== Segment start ==

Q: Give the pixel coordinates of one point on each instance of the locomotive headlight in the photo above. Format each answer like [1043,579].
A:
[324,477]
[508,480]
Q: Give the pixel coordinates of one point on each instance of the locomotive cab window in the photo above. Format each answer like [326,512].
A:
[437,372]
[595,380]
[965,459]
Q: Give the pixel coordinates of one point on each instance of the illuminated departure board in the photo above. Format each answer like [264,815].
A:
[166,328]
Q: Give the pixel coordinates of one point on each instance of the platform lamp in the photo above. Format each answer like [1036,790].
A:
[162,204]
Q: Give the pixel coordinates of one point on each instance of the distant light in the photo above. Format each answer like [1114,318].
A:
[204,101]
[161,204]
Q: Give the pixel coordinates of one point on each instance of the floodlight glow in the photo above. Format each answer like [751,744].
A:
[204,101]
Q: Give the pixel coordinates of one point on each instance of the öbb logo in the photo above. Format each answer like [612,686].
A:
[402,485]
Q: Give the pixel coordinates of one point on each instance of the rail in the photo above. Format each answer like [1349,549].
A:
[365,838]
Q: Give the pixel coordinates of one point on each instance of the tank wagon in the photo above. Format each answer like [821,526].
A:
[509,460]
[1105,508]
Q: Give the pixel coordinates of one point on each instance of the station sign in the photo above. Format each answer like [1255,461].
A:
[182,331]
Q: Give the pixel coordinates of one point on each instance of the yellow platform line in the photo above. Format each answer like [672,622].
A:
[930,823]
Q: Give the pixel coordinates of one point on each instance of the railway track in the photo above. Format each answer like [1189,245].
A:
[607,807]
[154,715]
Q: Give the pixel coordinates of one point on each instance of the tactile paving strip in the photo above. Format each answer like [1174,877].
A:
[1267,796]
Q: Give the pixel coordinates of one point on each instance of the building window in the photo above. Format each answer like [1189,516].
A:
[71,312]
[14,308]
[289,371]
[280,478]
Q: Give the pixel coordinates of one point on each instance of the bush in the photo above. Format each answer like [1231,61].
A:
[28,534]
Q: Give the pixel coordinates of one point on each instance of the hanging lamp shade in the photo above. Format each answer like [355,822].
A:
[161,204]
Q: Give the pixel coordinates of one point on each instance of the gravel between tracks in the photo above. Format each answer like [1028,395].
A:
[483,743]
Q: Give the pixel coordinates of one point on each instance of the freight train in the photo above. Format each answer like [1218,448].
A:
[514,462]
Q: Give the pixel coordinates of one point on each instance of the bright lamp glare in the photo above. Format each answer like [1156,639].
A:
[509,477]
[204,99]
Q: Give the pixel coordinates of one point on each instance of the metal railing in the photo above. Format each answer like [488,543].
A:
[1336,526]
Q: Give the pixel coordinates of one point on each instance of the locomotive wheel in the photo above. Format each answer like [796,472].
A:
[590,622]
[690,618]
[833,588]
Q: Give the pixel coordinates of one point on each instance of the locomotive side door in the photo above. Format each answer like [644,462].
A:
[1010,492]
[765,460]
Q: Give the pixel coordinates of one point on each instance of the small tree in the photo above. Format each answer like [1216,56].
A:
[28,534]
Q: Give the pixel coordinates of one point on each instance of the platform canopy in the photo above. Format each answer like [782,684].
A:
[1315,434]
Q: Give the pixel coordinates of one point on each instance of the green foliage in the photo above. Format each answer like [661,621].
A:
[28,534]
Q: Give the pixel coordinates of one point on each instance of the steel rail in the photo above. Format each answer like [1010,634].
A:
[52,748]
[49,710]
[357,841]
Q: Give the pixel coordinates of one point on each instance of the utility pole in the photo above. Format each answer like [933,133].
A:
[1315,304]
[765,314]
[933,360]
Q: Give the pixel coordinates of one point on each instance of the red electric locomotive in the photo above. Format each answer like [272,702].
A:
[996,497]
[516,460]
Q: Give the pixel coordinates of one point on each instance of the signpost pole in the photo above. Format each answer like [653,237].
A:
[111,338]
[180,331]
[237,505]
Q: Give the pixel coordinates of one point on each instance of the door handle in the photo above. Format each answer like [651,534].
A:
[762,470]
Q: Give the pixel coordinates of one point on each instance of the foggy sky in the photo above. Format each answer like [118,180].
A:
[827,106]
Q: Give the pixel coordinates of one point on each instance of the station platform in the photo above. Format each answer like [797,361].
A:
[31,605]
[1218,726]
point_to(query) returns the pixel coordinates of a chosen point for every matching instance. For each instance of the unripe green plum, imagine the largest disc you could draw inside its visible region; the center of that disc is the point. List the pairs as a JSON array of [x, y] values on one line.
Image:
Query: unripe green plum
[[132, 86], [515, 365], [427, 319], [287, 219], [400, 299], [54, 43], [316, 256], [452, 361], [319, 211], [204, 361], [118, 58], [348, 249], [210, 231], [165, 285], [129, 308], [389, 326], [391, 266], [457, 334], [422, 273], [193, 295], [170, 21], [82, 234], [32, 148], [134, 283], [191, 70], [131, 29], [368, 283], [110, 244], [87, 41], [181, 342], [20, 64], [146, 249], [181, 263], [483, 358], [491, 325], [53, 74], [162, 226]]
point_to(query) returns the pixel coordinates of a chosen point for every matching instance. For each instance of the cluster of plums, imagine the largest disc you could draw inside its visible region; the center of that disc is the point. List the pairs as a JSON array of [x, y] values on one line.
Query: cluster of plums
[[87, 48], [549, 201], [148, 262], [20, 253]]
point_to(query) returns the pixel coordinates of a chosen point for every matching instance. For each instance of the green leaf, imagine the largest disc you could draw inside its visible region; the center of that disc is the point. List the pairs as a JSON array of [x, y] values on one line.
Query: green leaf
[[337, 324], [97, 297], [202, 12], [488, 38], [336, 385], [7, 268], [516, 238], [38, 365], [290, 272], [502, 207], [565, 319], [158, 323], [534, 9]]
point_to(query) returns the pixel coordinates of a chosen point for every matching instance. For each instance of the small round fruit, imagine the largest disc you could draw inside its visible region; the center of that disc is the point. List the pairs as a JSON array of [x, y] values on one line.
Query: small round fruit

== Segment end ==

- What to produce -
Please quote the data above in full, with no line missing.

- Result -
Q: Give the pixel coordinates of one point on each instance of the locomotive headlight in the photo above. Format each answer like [1043,579].
A:
[324,477]
[508,480]
Q: Give the pixel coordinates of one point on each instance of the locomotive cab window in the photo above. Format each answer like [326,512].
A:
[437,372]
[595,380]
[965,459]
Q: Give the pixel coordinates of one point on each instance of the illuminated departure board in the photo above. Format each answer like [264,815].
A:
[166,328]
Q: Give the pixel coordinates of one point on each instance of the platform lamp in the photo above. Format each answer like [1036,790].
A:
[162,204]
Q: Give the pixel coordinates of one point on each instance of the distant light in the photo above. Format each answer like [1114,318].
A:
[204,101]
[161,204]
Q: Give the pixel coordinates of one point on each instance of the floodlight glow in the photo above. Format each answer like [751,744].
A:
[204,101]
Q: Give the pixel coordinates of one point on each instance of the öbb logo in the photo above. Format each answer like [612,686].
A:
[402,485]
Q: Give the pixel coordinates of one point on each instance of the rail in the photo above. Format each answer like [1349,549].
A:
[365,838]
Q: Give the pixel coordinates of one point on each instance of the tank wagon in the photo above. Format each answer like [821,526].
A:
[509,460]
[1105,508]
Q: Give the pixel coordinates of one point on each instance of the station sign in the photo above. Format each answer like [1255,461].
A:
[182,331]
Q: Give the pixel coordinates of one point on each instance of the yellow platform line in the photo above. Format each answer like [672,622].
A:
[930,823]
Q: Give the pixel coordinates of one point on each instance of the railway track in the photo above. Format each answer like [1189,245].
A:
[607,807]
[154,715]
Q: Give the pixel coordinates of one point on each instance of the tactile paving strip in the photo above. Format each answer like [1174,877].
A:
[1267,796]
Q: Give the pixel coordinates of one point on each instance of the building window in the photo above. Format each answer like [1189,516].
A:
[71,312]
[14,308]
[289,371]
[280,478]
Q: Give the pixel coordinates of one point on each instance of the bush in the photo above. Format each answer like [1231,61].
A:
[28,534]
Q: Give the pixel coordinates of one point on each instance of the hanging lamp shade in the photo above. Format each answer like [355,822].
A:
[161,204]
Q: Give the pixel coordinates of one point on each instance of the gravel between tracks in the photo above. Format each answer like [1028,395].
A:
[483,743]
Q: Give the pixel coordinates of one point on each instance of the freight train in the photo above. Format each answer like [1218,448].
A:
[514,462]
Q: Give the pixel coordinates of one point on each instance of the bright lamp glare in the photo above. Format each answer like [1156,639].
A:
[509,477]
[204,99]
Q: Give the pixel coordinates of one point on each instance of the metal railing in the photo above. Format each answer like [488,543].
A:
[1336,526]
Q: Give the pixel coordinates of one point on each instance of the locomotive wheel in the photo above. Format each answer like [796,472].
A:
[590,622]
[690,618]
[833,588]
Q: Give the pixel coordinates of one point on each instance of the locomotive side door in the photo above. Format each answer like [644,462].
A:
[1010,492]
[765,460]
Q: Give the pixel coordinates of one point on each instance of the small tree in the photo above. Format each answer like [1216,56].
A:
[28,534]
Q: Give the pixel coordinates of one point on each instance of the platform canopy in the photo above. Format each answer like [782,684].
A:
[1315,434]
Q: Give the pixel coordinates of one point on each instance of the green foliage in the photo above. Format each answer like [661,621].
A:
[28,534]
Q: Give the pixel coordinates of one point on each instance of the steel rail in the photo above. Format each answer like [1010,634].
A:
[52,748]
[49,710]
[357,841]
Q: Give the pixel coordinates of one point on each instance of the utility pole in the photo above. Format each answer like [933,133].
A:
[1315,304]
[765,314]
[933,360]
Q: Give the pixel coordinates of one point on each instance of the red electric locomotive in the photo above. Format each answer like [272,702].
A:
[996,497]
[516,460]
Q: Give the pixel coordinates of one point on each instance of the signpost pole in the photo above. Format each answer like [653,237].
A:
[111,338]
[180,331]
[237,505]
Q: Give the pixel coordinates of one point on each instance of the door handle in the photo above. Format each answer like [651,534].
A:
[762,470]
Q: Give the pixel coordinates of one point on each instance of the foggy sky in the photo above. Format each answer like [118,180].
A:
[827,106]
Q: Give the pixel coordinates of one point on each instance of the station platform in the photo above. Format each answer like [797,361].
A:
[31,605]
[1218,726]
point_to(query) returns the pixel coordinates of a chosen point for every matching instance. For each instance of the unripe green plum, imagine the largest disc you could draw inside its visible region; the center of that disc is the point. List the pairs as a JSON array of [x, y] values on one line.
Image:
Query: unripe green plum
[[132, 86], [515, 365], [427, 319], [287, 219], [400, 299], [54, 43], [316, 256], [452, 361], [319, 211], [204, 361], [118, 58], [348, 249], [210, 231], [165, 285], [129, 308], [389, 326], [391, 266], [457, 334], [422, 273], [193, 295], [170, 21], [82, 234], [32, 148], [134, 283], [191, 70], [131, 29], [368, 283], [110, 244], [87, 41], [181, 342], [20, 64], [146, 249], [181, 263], [483, 358], [491, 325], [53, 74], [162, 226]]
point_to(query) returns the pixel coordinates of a chosen point for every matching instance. For each instance of the cluster of plums, imagine the largest disc you could draw inside its visible region; the center of that disc is the point. List the pairs as a JSON array of [x, y] values on one line.
Query: cluster of plums
[[87, 48], [549, 201], [148, 262], [20, 253]]
point_to(query) returns the pixel coordinates of a chosen point for every matching instance. For each instance of the green leaf, imagine the largest disc you could draw inside its visible region; the center of that disc is the point. List the pairs as a JSON array of [x, y] values on one line.
Query: green leaf
[[337, 324], [97, 297], [202, 12], [488, 38], [336, 385], [7, 268], [516, 238], [38, 365], [290, 272], [502, 207], [565, 319], [158, 323], [534, 9]]
point_to(query) returns the pixel coordinates of a chosen point for every matching instance. For each instance of the small round fruit, imagine the largest disc you could draw inside its visible region; the center of that disc is the point. List the pairs as a JSON array of [x, y] values on one line.
Query: small round fruit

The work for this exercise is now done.